Wherever a picture appears in the data below, omit it, and restate everything else word for word.

____

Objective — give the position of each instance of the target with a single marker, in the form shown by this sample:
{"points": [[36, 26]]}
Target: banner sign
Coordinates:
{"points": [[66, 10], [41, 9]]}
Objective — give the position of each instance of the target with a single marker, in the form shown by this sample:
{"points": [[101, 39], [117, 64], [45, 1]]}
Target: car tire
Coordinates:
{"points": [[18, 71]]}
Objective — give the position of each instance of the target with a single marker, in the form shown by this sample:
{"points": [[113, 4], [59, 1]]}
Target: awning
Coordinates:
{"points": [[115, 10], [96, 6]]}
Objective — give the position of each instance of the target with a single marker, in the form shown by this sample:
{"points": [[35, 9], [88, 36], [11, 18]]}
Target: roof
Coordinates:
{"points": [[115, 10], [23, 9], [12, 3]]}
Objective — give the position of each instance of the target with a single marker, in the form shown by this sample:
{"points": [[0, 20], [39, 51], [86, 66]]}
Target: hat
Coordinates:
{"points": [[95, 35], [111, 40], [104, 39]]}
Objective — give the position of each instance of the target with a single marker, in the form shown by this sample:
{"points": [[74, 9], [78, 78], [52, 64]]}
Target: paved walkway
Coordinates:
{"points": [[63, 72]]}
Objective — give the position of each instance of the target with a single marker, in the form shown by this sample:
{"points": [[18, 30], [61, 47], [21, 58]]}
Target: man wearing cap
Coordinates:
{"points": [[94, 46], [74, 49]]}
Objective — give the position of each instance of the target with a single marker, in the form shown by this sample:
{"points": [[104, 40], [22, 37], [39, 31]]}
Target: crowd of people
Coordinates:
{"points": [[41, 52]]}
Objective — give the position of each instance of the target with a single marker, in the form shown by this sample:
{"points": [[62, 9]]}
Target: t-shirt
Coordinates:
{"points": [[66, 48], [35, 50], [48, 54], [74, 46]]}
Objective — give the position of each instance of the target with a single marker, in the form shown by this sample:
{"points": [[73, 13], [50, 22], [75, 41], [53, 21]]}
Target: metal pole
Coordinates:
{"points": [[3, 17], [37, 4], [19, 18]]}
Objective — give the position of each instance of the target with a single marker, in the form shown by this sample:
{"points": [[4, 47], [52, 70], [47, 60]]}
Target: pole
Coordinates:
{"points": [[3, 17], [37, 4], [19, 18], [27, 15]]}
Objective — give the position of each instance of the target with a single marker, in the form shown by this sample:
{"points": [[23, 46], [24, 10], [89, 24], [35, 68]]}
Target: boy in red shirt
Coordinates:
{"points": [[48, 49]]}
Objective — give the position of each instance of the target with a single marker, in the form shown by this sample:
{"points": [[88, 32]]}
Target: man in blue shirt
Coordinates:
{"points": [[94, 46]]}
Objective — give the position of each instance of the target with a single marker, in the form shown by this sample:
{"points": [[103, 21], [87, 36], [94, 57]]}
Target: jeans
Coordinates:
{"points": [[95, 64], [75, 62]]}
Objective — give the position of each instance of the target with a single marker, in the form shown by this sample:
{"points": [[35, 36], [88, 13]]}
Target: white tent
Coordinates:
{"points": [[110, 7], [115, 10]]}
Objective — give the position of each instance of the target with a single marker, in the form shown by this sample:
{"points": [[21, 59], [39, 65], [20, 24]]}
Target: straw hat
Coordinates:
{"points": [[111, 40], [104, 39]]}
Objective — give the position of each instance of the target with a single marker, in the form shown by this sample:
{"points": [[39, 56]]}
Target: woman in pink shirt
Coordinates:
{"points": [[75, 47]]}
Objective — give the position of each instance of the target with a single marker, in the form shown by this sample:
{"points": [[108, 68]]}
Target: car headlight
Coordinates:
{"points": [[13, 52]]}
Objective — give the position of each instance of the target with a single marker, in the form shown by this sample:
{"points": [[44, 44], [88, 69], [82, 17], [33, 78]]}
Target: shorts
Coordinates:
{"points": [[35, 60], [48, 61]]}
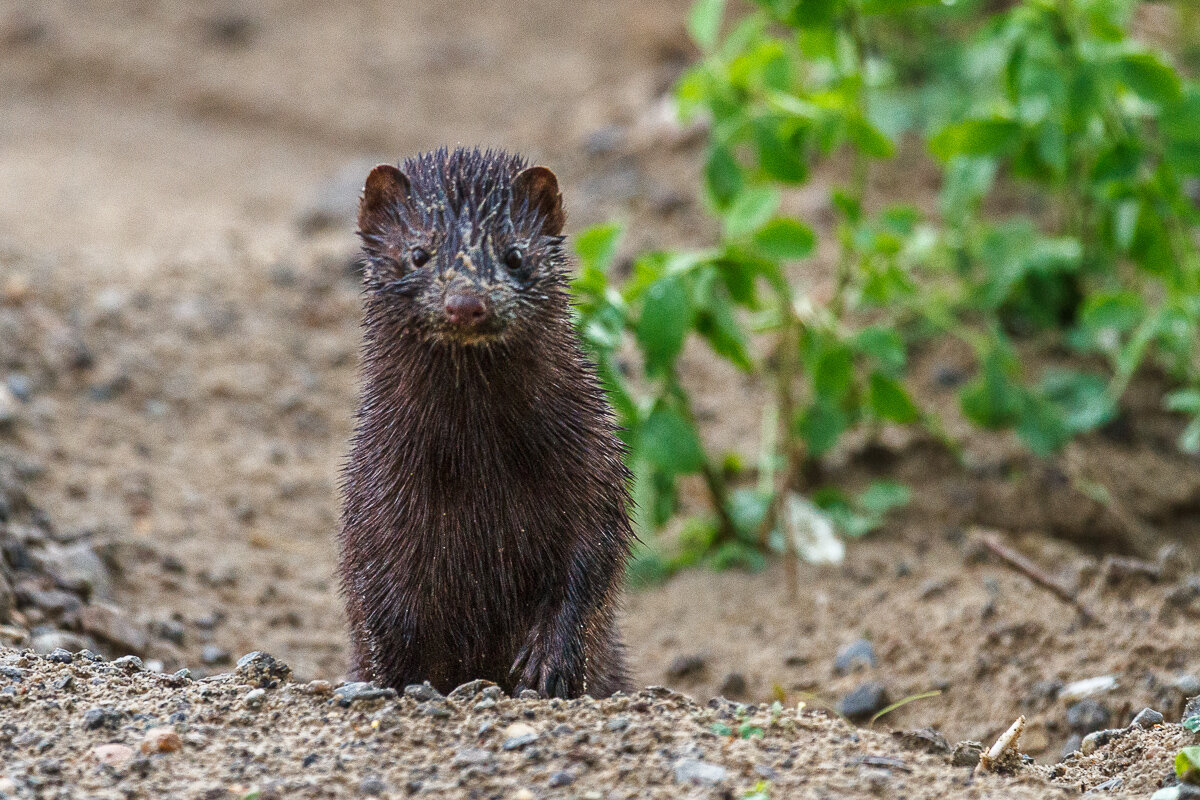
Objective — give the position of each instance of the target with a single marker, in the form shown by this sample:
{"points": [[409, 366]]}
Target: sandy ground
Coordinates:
{"points": [[177, 187]]}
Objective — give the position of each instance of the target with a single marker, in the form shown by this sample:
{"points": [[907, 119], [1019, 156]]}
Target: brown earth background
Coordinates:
{"points": [[177, 193]]}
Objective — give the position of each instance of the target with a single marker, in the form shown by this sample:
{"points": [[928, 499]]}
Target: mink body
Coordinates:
{"points": [[485, 524]]}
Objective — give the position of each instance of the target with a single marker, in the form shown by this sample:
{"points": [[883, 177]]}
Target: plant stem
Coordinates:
{"points": [[714, 481]]}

____

▶ EXERCISE SOLUTION
Objective — give the position of each instance of the target with a single marker, in the form shown by this sample:
{"points": [[36, 26]]}
Target: banner sign
Coordinates:
{"points": [[66, 10], [41, 9]]}
Objective — give the position of each instance of the target with a single marker, in the form shown by this sample:
{"points": [[101, 39], [117, 64], [45, 1]]}
Target: car tire
Coordinates:
{"points": [[18, 71]]}
Objective — give the position of each instance of the target with a single marker, in the form shown by this sample:
{"points": [[113, 4], [59, 1]]}
Target: awning
Coordinates:
{"points": [[115, 10], [96, 6]]}
Objective — give the position of each instance of the target with a single marker, in the form shown by this sample:
{"points": [[35, 9], [88, 36], [11, 18]]}
Target: roof
Coordinates:
{"points": [[115, 10], [23, 9], [12, 3]]}
Objective — give the position of each instance of the target with a single marker, in the form shown by this sample:
{"points": [[0, 20], [39, 51], [86, 66]]}
Target: hat
Coordinates:
{"points": [[95, 35], [111, 40], [104, 39]]}
Objective — give the position of each instance of the target with a single marker, in the form shown by this sample:
{"points": [[74, 9], [78, 78], [52, 64]]}
Target: paved walkway
Coordinates:
{"points": [[63, 72]]}
Objective — give the position of each instance of the target with a single marker, in the form shown by this sample:
{"points": [[18, 30], [61, 47], [21, 58]]}
Target: man wearing cap
Coordinates:
{"points": [[94, 46], [74, 49]]}
Objective — give the position of each instance of the target with a single marker, in the form shown by this sample:
{"points": [[104, 40], [22, 37], [39, 31]]}
Target: crowd of people
Coordinates:
{"points": [[41, 52]]}
Objective — give the position of each instance of the target with a single marker, in the form shown by this sample:
{"points": [[62, 9]]}
Target: t-shirt
Coordinates:
{"points": [[66, 48], [35, 50], [48, 54], [74, 46]]}
Objective — give the position of each instance of the target with a single marker, in the form shown by this sample:
{"points": [[73, 13], [50, 22], [75, 41], [53, 21]]}
Target: metal pole
Coordinates:
{"points": [[3, 17], [37, 4], [19, 18]]}
Objective — give the position of each instance of the target with a single marker, in the form shown by this sample:
{"points": [[4, 47], [52, 70], [47, 60]]}
Target: pole
Coordinates:
{"points": [[3, 17], [37, 4], [19, 18], [27, 15]]}
Objective — give the position of each instance of the target with a single marker, in the form shown by this sample:
{"points": [[23, 46], [24, 10], [89, 24], [35, 68]]}
Target: boy in red shirt
Coordinates:
{"points": [[48, 49]]}
Objective — give the position of each instance of the target with a single marker, in the form shown by this sample:
{"points": [[88, 32]]}
Target: man in blue shirt
Coordinates:
{"points": [[94, 46]]}
Objective — give the position of each instance of the target with a single marker, in the form shown by this sample:
{"points": [[103, 21], [87, 36], [94, 57]]}
Target: jeans
Coordinates:
{"points": [[95, 64], [75, 62]]}
Objective — give the position of each instance of the target with a single marker, in the form shown by this sample:
{"points": [[35, 36], [88, 13]]}
Target: white tent
Coordinates:
{"points": [[110, 7], [115, 10]]}
Objective — give the position of each instance of the target with a single marker, in the form shown by this sample:
{"points": [[21, 59], [39, 65], [20, 24]]}
Target: straw hat
Coordinates:
{"points": [[111, 40], [104, 39]]}
Objective — give the position of each instance of the target with a single marker, in the form shown by this sample:
{"points": [[39, 56]]}
Target: woman in pink shirt
Coordinates:
{"points": [[75, 47]]}
Objective — give the position of each instance of the target with a single marker, in the form shown by this sample:
{"points": [[108, 68]]}
Target: car headlight
Coordinates:
{"points": [[13, 52]]}
Objective — give the position of each instance of the target with a single marker, in the form shown by this sample:
{"points": [[44, 44], [88, 69], [82, 17], [33, 78]]}
Target: shorts
Coordinates:
{"points": [[35, 60], [48, 61]]}
Objective — give the position of each instance of the target with a single marker, in the form shown by this sample:
{"points": [[409, 366]]}
Target: sandy ground
Coordinates:
{"points": [[177, 187]]}
Objective — give the position of each instance of the target with a single marker, in the form shown by this sample:
{"points": [[907, 119], [1019, 156]]}
Target: brown earth background
Coordinates:
{"points": [[177, 193]]}
Objective — give the position of each instance of the target with a single marker, in the form shown by this sample:
{"points": [[928, 499]]}
Target: mink body
Coordinates:
{"points": [[485, 524]]}
Objective — give the position of each instance of the target with a single marker, in the form shown by this sample:
{"points": [[883, 177]]}
Target: plant stem
Coordinates:
{"points": [[714, 481]]}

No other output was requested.